• _Problem set_:
[a] In the excerpt on policies and Markov chains, what does each row of a policy's matrix correspond to?
[b] From the excerpt on policies and Markov chains, print the stretch from "We see that" through "one $\sum_a \pi(a\mid s)=1$.".
[c] Check each statement against the excerpt on policies and Markov chains. Answer yes or no for each, and quote the words from the excerpt that decide it.
(i) A Markov Chain is an MDP in which each state has a unique action.
(ii) In the policy matrix, each column corresponds to a state.
(iii) The one-step state-transition matrix is also called a stochastic transition matrix.

Matrix Representation of a Policy. A policy can also be represented as a matrix, where each row corresponds to a state and each column corresponds to an action: $\pi = \begin{bmatrix} \pi(a^0\mid s^0) & \pi(a^1\mid s^0) & \dots & \pi(a^{\vert\mathcal A\vert}\mid s^0) \\ \pi(a^0\mid s^1) & \pi(a^1\mid s^1) & \dots & \pi(a^{\vert\mathcal A\vert}\mid s^1) \\ \vdots & \vdots & \ddots & \vdots \\ \pi(a^0\mid s^{\vert\mathcal S\vert}) & \pi(a^1\mid s^{\vert\mathcal S\vert}) & \dots & \pi(a^{\vert\mathcal A\vert}\mid s^{\vert\mathcal S\vert}) \\ \end{bmatrix} \in R^{\mathcal \vert S\vert \times\mathcal \vert A\vert}$

We see that in ith-row, $\pi(\cdot, s^i)$, represent action distribution at state $s^i$, the best action is the maximum among this rows. Please also note that sum over actions must be one $\sum_a \pi(a\mid s)=1$.

Markov Chain: Unique Action MDP. Every MDP with a fixed policy $\pi$ induces a Markov Chain (MC). A Markov Chain is an MDP where each state has a unique action. Because $p(s’\mid s, a)$ and we fix $\pi$, $p(s’\mid s, \pi(s)):\mathcal S\times\mathcal S\to[0, 1]$ could be derived called stochastic transition matrix or one-step state-transition matrix denoted as $P\in R^{\vert\mathcal S\vert\times\vert\mathcal S\vert}$ matrix. Formally

\[\begin{align} P_\pi(s_{t+1}\mid s_t) &= \mathbb E_{a\sim \pi}[ p(s_{t+1}\mid s_t, a) ] \\ P_\pi(s_{t+1}\mid s_t) &= \sum_{a\in\mathcal A} \pi(a\mid s_t)\cdot p(s_{t+1}\mid s) \\ P_{\pi, ij} = P_{ij} &= P_\pi(s_j, s_i)\quad\text{Matrix Form} \end{align}\]

$P_{ij}$ describes the probability of ending at $s^j$ given current state $s^i$.

• _Record extracts_:
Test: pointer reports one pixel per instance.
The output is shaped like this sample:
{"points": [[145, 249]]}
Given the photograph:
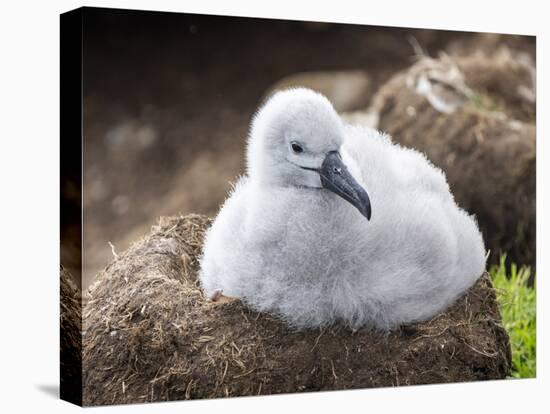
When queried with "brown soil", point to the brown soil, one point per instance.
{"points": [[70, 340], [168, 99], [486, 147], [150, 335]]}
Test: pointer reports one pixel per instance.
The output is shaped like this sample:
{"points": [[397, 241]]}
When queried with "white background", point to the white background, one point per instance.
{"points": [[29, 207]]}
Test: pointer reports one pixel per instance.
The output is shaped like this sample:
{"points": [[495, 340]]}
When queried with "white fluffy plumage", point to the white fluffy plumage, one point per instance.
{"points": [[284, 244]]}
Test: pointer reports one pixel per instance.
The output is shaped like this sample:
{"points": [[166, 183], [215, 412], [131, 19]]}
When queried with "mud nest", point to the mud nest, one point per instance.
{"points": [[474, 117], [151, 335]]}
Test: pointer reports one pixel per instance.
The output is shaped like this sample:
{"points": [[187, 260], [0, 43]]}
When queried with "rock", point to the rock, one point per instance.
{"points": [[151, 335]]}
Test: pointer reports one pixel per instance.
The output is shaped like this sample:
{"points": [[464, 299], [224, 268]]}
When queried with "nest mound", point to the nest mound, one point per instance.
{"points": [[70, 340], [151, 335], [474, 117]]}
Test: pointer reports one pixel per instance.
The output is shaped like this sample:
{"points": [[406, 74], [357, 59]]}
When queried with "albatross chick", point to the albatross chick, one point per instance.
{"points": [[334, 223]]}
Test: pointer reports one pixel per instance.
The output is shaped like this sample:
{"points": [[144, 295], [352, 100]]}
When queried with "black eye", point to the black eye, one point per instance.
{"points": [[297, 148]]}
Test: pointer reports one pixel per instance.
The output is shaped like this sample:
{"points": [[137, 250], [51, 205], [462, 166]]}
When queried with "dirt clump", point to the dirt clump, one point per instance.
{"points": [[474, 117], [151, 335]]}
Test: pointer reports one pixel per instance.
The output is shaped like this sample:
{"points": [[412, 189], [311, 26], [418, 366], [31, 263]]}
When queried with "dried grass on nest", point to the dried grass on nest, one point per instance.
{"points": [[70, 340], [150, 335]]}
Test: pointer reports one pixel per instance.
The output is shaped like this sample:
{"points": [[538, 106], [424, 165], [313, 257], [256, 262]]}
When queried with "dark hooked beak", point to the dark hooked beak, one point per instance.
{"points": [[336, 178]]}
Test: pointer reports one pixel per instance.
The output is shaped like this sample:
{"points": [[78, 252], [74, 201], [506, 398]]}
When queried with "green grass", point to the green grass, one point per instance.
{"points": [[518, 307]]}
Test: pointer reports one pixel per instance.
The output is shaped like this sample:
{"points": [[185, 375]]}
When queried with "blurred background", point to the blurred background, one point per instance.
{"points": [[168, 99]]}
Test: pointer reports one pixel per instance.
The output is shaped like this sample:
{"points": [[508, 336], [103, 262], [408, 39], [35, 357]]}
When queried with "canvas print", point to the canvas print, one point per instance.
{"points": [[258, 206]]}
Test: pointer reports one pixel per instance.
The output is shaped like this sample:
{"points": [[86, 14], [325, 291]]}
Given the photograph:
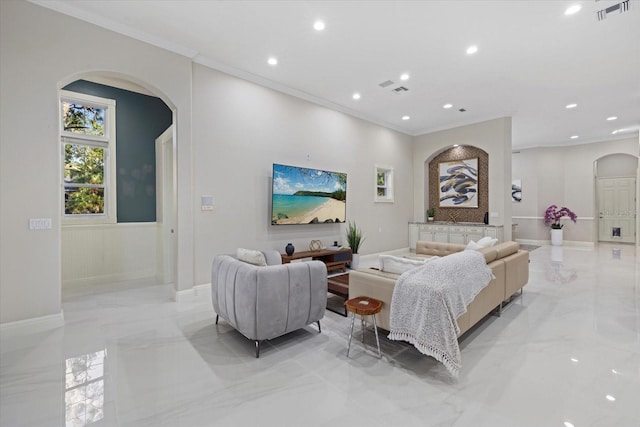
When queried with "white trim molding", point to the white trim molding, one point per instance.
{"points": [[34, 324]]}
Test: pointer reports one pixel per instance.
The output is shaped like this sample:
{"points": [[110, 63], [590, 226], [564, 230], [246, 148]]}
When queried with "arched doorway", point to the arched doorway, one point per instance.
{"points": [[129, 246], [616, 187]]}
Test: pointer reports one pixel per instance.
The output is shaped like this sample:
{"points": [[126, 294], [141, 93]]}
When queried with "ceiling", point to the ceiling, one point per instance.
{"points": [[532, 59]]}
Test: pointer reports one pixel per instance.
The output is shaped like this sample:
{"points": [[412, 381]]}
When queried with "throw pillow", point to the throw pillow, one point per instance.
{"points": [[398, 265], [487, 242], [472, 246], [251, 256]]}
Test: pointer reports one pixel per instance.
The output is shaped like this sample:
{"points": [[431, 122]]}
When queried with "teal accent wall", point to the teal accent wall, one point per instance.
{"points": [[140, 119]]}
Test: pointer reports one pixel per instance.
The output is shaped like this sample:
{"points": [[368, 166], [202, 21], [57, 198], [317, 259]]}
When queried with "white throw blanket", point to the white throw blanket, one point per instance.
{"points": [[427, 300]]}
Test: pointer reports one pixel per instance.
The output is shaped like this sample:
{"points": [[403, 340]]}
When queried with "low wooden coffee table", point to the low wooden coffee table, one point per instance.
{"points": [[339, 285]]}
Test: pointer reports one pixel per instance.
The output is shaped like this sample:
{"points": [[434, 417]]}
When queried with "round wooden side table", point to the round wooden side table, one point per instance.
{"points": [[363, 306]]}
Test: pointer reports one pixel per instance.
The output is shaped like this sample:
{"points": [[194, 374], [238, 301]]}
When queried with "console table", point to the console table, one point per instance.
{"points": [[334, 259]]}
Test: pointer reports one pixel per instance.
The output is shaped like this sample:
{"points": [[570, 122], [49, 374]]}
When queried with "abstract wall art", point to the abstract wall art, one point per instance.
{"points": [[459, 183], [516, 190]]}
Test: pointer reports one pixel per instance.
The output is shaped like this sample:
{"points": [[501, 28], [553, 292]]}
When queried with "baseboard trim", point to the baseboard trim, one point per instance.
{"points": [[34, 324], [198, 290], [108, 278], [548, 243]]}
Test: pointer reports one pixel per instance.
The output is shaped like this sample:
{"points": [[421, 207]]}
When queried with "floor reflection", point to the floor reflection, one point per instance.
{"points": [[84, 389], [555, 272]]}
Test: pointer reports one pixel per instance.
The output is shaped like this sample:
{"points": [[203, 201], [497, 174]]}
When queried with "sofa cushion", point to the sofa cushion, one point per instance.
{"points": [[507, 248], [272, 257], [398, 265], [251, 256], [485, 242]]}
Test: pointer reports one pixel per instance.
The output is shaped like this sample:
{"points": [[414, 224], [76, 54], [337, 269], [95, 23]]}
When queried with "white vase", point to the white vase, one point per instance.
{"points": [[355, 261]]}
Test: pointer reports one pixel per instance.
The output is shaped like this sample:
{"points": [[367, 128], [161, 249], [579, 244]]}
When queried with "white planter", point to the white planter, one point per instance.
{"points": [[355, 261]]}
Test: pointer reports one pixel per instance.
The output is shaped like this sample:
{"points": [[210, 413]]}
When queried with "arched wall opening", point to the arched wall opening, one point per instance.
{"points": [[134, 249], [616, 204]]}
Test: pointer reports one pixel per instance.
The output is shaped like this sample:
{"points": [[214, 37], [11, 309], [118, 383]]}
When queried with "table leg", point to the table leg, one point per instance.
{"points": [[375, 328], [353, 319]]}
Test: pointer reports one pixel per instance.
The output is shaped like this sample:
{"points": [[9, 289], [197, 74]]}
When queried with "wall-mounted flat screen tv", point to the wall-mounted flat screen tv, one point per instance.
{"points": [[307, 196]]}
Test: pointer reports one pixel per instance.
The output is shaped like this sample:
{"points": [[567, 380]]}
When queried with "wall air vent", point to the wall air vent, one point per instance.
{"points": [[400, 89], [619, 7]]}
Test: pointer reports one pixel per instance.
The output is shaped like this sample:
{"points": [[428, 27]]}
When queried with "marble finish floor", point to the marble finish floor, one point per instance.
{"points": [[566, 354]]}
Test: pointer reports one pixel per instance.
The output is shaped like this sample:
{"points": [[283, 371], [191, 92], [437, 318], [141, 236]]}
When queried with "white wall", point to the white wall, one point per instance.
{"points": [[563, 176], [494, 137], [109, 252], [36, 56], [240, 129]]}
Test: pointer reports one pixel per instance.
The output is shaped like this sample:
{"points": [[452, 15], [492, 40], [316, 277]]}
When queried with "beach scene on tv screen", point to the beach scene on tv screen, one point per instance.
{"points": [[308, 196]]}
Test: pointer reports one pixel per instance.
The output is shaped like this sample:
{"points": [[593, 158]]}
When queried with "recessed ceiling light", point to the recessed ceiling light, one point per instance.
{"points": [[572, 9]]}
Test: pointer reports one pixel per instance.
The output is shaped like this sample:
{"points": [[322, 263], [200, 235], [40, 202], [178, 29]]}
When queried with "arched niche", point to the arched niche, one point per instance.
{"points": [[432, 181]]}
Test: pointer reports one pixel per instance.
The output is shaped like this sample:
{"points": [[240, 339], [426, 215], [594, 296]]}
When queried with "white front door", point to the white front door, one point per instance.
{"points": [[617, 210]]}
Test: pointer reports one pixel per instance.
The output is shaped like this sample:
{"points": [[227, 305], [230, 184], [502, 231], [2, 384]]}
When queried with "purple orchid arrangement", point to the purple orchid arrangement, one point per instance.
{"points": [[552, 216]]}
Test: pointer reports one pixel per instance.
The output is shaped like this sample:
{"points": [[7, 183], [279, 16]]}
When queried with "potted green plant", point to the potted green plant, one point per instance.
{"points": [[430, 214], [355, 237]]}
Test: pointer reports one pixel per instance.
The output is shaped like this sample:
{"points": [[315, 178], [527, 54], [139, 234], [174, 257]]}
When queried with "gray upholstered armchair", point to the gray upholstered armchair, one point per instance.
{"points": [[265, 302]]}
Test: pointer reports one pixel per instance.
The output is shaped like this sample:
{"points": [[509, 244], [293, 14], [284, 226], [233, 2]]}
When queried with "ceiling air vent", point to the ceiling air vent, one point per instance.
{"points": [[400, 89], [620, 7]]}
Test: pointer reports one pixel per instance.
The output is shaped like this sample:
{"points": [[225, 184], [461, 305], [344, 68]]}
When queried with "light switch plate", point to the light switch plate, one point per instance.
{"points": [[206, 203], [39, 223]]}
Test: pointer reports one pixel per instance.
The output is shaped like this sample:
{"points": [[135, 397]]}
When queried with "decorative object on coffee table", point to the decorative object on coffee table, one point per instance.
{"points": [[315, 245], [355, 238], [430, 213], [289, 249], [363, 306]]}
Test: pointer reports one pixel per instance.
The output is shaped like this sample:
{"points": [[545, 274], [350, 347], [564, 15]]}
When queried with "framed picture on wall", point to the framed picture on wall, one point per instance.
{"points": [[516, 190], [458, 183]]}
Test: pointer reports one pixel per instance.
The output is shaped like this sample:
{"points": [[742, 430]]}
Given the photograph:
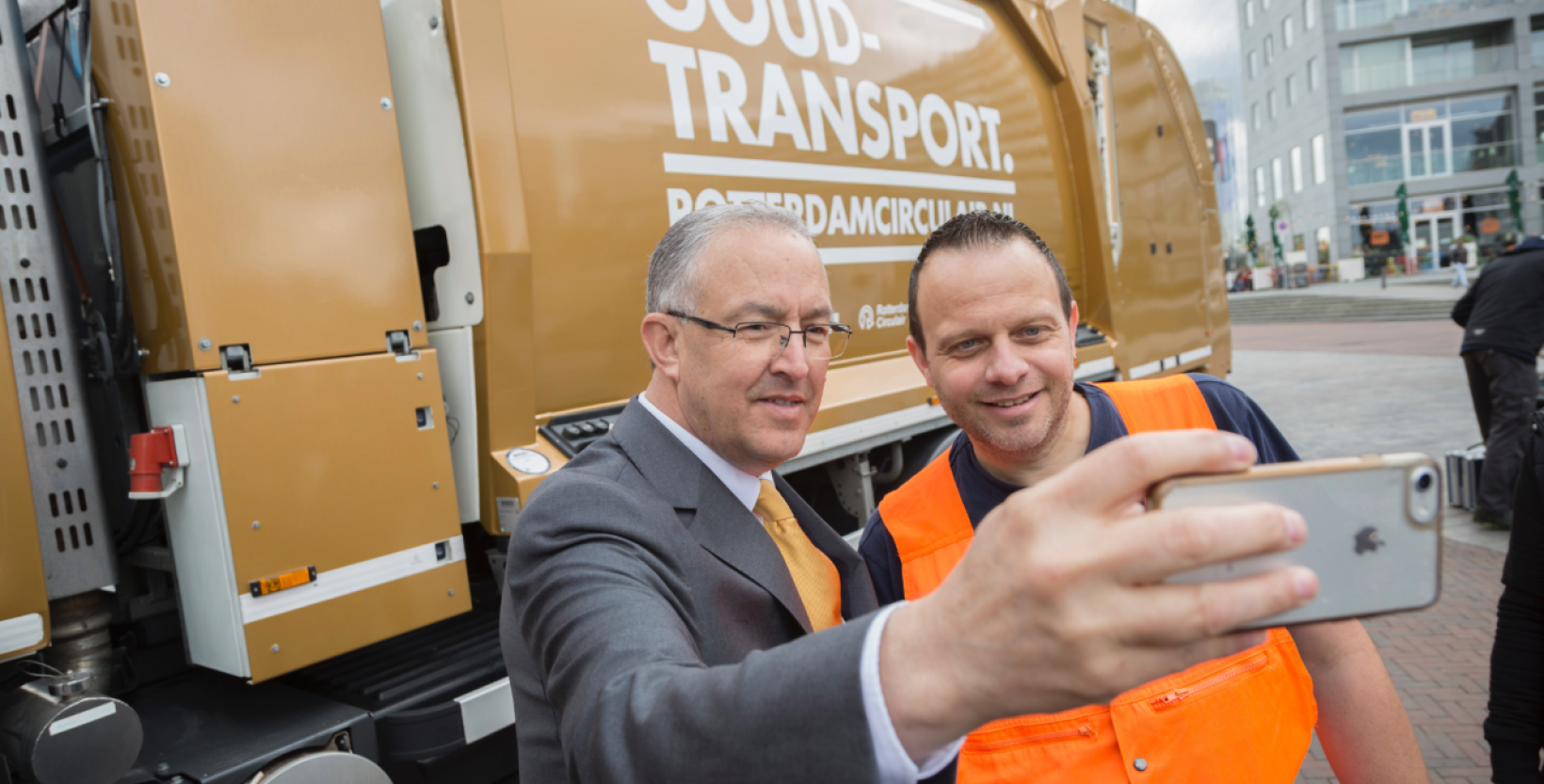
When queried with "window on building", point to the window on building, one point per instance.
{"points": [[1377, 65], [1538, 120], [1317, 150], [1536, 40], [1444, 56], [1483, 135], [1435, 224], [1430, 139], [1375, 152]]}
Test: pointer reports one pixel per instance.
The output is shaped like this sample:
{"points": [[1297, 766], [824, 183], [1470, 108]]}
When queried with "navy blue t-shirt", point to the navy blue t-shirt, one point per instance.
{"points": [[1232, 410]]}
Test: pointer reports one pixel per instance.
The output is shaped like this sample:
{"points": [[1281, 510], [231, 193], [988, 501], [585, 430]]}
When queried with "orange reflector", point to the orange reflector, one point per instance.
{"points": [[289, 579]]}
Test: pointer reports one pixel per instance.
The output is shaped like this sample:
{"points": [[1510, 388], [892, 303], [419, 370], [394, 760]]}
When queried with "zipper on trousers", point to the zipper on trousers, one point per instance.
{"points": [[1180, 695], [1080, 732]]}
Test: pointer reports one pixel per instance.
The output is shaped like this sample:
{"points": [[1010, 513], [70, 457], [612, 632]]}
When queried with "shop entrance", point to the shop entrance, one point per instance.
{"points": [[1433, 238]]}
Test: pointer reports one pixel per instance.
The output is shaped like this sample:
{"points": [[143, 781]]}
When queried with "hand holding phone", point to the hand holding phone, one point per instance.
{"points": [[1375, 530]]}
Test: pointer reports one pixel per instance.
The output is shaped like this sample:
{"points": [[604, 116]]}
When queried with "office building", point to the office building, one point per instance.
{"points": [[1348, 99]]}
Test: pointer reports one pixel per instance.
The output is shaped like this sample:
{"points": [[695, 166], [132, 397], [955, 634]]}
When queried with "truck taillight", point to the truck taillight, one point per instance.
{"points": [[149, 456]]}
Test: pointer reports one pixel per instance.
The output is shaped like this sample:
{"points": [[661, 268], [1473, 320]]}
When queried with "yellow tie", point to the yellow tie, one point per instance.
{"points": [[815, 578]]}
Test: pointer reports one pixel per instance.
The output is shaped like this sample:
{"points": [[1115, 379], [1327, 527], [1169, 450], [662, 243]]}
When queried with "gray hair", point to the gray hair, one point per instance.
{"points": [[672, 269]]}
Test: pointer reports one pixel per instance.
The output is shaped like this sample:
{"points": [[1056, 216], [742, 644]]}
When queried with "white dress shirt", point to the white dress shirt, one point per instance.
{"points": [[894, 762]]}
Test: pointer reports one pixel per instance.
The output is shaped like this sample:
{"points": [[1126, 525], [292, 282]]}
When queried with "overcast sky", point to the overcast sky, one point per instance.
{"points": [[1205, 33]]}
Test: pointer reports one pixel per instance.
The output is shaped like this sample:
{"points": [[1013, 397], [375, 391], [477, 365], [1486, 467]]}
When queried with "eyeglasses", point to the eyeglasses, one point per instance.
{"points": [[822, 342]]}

• _Complete answers_:
[a] Each row corresponds to a state.

[b]
We see that in ith-row, $\pi(\cdot, s^i)$, represent action distribution at state $s^i$, the best action is the maximum among this rows. Please also note that sum over actions must be one $\sum_a \pi(a\mid s)=1$.

[c]
(i) Yes: "A Markov Chain is an MDP where each state has a unique action."
(ii) No: "each column corresponds to an action"
(iii) Yes: "called stochastic transition matrix or one-step state-transition matrix"